◆ RECORDS
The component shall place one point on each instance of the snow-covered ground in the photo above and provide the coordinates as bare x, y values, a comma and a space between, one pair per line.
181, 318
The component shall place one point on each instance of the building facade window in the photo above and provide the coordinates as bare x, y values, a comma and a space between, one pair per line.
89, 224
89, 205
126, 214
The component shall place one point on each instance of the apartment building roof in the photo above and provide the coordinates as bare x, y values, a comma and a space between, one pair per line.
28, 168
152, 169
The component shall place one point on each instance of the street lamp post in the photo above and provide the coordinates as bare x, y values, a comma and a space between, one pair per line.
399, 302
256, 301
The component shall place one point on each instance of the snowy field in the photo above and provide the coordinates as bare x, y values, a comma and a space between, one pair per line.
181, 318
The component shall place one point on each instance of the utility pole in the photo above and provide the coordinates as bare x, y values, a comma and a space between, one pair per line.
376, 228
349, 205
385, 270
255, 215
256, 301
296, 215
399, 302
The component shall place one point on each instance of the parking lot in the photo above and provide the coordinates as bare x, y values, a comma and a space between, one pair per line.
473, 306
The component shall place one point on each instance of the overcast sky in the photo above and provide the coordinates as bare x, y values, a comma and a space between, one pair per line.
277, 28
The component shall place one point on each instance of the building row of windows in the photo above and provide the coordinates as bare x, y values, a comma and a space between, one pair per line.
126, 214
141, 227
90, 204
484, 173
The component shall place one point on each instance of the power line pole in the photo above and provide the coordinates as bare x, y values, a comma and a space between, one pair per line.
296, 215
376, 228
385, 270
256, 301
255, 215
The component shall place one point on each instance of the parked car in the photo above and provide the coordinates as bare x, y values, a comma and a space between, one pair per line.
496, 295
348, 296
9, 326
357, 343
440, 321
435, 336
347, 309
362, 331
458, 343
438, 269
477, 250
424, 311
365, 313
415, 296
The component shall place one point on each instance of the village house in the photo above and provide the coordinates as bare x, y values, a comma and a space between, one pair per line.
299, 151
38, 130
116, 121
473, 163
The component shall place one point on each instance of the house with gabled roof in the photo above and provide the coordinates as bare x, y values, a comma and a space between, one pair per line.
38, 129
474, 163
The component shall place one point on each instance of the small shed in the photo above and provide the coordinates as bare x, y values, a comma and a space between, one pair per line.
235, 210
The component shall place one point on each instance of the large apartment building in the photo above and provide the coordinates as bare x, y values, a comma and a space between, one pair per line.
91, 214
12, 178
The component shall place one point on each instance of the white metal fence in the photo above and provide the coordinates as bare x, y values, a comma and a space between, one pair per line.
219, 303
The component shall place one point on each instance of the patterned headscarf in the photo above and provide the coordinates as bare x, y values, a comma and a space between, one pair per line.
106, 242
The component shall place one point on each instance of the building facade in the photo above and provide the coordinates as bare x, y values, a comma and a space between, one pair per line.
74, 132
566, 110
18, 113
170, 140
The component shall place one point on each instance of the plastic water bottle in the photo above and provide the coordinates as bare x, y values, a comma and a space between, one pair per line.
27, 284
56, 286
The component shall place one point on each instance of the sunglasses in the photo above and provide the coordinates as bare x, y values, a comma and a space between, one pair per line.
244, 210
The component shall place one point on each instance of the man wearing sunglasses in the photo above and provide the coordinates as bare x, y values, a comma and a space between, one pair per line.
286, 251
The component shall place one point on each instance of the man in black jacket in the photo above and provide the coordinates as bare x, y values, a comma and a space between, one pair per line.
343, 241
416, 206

◆ WORK TO COMPLETE
Above are the entries; return each one exactly.

◆ RESULT OF THIS TASK
The component shall place one point on each instance of the snow-covered ground in the photo above and provide the coordinates as bare x, y values, a comma and a space between, one pair per line.
181, 318
The component shall place one point on each instance of the building facade window in the photo above and provide the coordinates as bare x, y values, a comma and a space between, one pair per line.
89, 224
89, 205
126, 214
The component shall place one point on each instance of the apartment building roof in the photo above and provide the coordinates as bare x, y values, a comma and a space between, one pair per line.
28, 168
152, 169
The component shall place one point on each instance of the street lamp post in the photo above and provide the coordinates as bare x, y values, a comma and a space between, one pair per line.
399, 302
256, 301
The component shall place one point on each instance of the snowy field in the photo above and provide the coordinates as bare x, y values, a comma and a space between, one pair per line.
181, 318
The component shall place one point on each instance of the utility pole in the photo above and provide the coordinates as bare x, y values, a comma and a space between, one pair per line.
376, 228
349, 205
385, 270
255, 215
256, 301
296, 215
399, 302
The component shall place one point on each instance of the parking lot in the photo above and provide the coordinates as bare x, y values, a comma and a space between, one pair per line.
473, 306
The component shall place one point on each instance of the overcast sky in the photo above and provide the coordinates as bare x, y values, a comma and a space between, one pair per line.
277, 28
The component shall place one point on each instance of the building row of windows in the photo above and provide the coordinates as bare x, y values, a comma and a space between, one pair per line.
126, 214
141, 227
90, 204
484, 173
The component shall place one point on each instance of the power line pole in the photo above and provide the coordinates as bare x, y values, a comma and a space between, one pair per line.
296, 215
376, 228
385, 270
256, 301
255, 215
The component shall place one point on each instance of the parked car in the photo above and provide the coordinates as bare x, y values, a comma and a space between, one pair per line.
496, 295
348, 296
9, 326
357, 343
440, 321
435, 336
347, 309
362, 331
458, 343
438, 269
477, 250
424, 311
365, 313
415, 296
The component shall place one point on each instance of the village house in the photo above and provide the coordinates as bare x, y values, a comma and a space between, one pair per line.
299, 151
38, 130
116, 121
473, 163
The component shall place one point on each instance of the house with gabled roof in the photo above and provide the coordinates as bare x, y values, a comma and a space between, one pair per line.
38, 129
474, 163
The component shall place one point on each instance of the small shed in the photo above and provide the coordinates as bare x, y values, a comma and a space between, one pair per line.
235, 210
The component shall place one point on each instance of the large apartment building in the photo above and provide the coordinates as bare x, y values, a comma and a space between, one pair per line.
91, 214
12, 178
The component shall place one point on each instance of the white metal fence in the photo above and provide the coordinates as bare x, y values, a comma and a space between, one pair per line.
219, 303
The component shall place one point on each instance of the patterned headscarf in the photo above and provide the coordinates as bare x, y values, a comma and a space between, one pair per line.
106, 242
The component shall place one point on each instance of the building facade in the photo above and provide the coordinates as bare x, y values, a comma and a space between, one pair per line.
74, 132
566, 110
18, 113
170, 140
The component shall place one point on each instance of the plastic water bottle in the photo above and provide the coordinates as bare x, y values, a comma and a space between, one pair per line.
27, 284
56, 286
The component shall place one point on each instance of the sunglasses in the photo above and provide the coordinates as bare x, y values, a comma and a space between, one pair per line.
244, 210
The component shall place one point on each instance of the man wearing sunglasses in the photo above and provide the coordinates as bare x, y values, a comma and a space between, one pair per line.
286, 251
The component shall place one point on each instance of the man in black jacket in the photo above and provide the coordinates as bare x, y values, a comma and a space between, one pair per line.
343, 241
416, 206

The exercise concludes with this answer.